Exercise set:
1. Answer these about the text on nuclear-powered merchant ships:
(a) Through which body have nations generally harmonised their laws relating to ships?
(b) How many reasons does the writer give for nuclear-powered ships being a good idea?
(c) People will be about as keen on the unmanned nuclear merchant ship as on what?
2. Set down the stretch of the nuclear ship text from "I’m not going" through "well looked after.", word for word.
3. Resume the piece on nuclear-powered merchant ships, beginning right after its last sentence.

Text:
------------------------
The legal issues that come with a nuclear-powered merchant ship operating with cargo on international voyages are not hard to understand, but they are very annoying. Nation states have generally harmonised their laws relating to ships through the IMO, but they haven’t seen any reason to harmonise their laws relating to nuclear reactors through the International Atomic Energy Agency (IAEA), so when a nuclear reactor built and operating according to the laws and regulations of Country A finds itself in Country B, as often happens with ships, we have a bit of a problem.

The crew of a nuclear ship are going to have to be well paid, and well looked after

I’m not going to talk about either of those things. I’ll stick to something that we all understand – the crew. Nuclear-powered ships are a good idea for two reasons. We all know that they do not emit greenhouse gases, do not depend on the sun or the wind, can go for years without refuelling and can be of high power, i.e., fast. The other reason is that they will do more than anything else to improve the status, pay, and conditions of the seafarer.

People are going to be about as keen on the unmanned nuclear merchant ship as they are on the unmanned civil airliner. We want a nuclear ship to be carefully designed and built, to be carefully maintained, to operate under well proven procedures and to have a very good crew. Which means that the crew of a nuclear ship are going to have to be well paid, and well looked after.
------------------------
(Data records)
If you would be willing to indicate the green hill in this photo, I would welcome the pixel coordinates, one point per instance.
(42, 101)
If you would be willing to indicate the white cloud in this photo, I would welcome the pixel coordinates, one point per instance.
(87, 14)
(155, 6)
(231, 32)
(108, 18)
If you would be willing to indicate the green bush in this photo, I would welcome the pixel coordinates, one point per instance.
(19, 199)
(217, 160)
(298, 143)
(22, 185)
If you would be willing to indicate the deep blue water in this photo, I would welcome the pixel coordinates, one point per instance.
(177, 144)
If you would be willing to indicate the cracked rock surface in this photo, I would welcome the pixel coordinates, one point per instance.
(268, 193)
------------------------
Per-task outputs:
1.
(a) The IMO
(b) Two
(c) The unmanned civil airliner

2.
I’m not going to talk about either of those things. I’ll stick to something that we all understand – the crew. Nuclear-powered ships are a good idea for two reasons. We all know that they do not emit greenhouse gases, do not depend on the sun or the wind, can go for years without refuelling and can be of high power, i.e., fast. The other reason is that they will do more than anything else to improve the status, pay, and conditions of the seafarer.

People are going to be about as keen on the unmanned nuclear merchant ship as they are on the unmanned civil airliner. We want a nuclear ship to be carefully designed and built, to be carefully maintained, to operate under well proven procedures and to have a very good crew. Which means that the crew of a nuclear ship are going to have to be well paid, and well looked after.

3.
Which leads me to the real problem with the nuclear-powered merchant ship. She needs a Reactor Officer. Reactor Officers are scarce, and the laws of supply and demand mean that they do not come cheap. They take years to learn their trade, starting – starting, mind – with that physics degree. And the nuclear navies – be they Russian, Chinese, American, French, Indian or British – hang on to their Reactor Officers, for fear that they might decide that running a power station and getting home to see the family every day beats going to sea, and word reaches me that in some of those nuclear navies, Reactor Officers are lured back to sea on film star wages until they are into their sixties.

You won’t be surprised to know that one of the operational issues with the USS Savannah was that her deck officers thought they ought to be on the same film star wages as their reactor officers, and went on strike…

Unlike fuel cells, which have been the Next Big Thing for decades, or ammonia, or sailing ships, which we used to know about, but have forgotten, nuclear power is a very well understood technology of the present day. It’s safe; it has killed fewer people per tera-kilowatt-hour than any other source of motive power, but if we are going to use it to help to get merchant shipping away from the oxidation of fossil hydrocarbons, we need to scale up our recruitment and training. In place of a couple of hundred submarines and less than two dozen aircraft carriers and icebreakers, owned by governments, we are going to need to man some thousands of ships, even if we confine the use of nuclear power – as we probably may – to large ships on long hauls, and as noted above we are going to need rather good people.

Nuclear ships are not silly, and they need not be dangerous. The public will accept them in the end, as will the ports and the Suez and Panama Canals, although they say they won’t. The problems are getting the first cost down to something more affordable (and let us remember that quite a few serious people, like Lloyds’ Register, are working on civil marine reactors) and finding and educating, as well as training, the crews. The real winners are going to be the crews. And that is a good thing.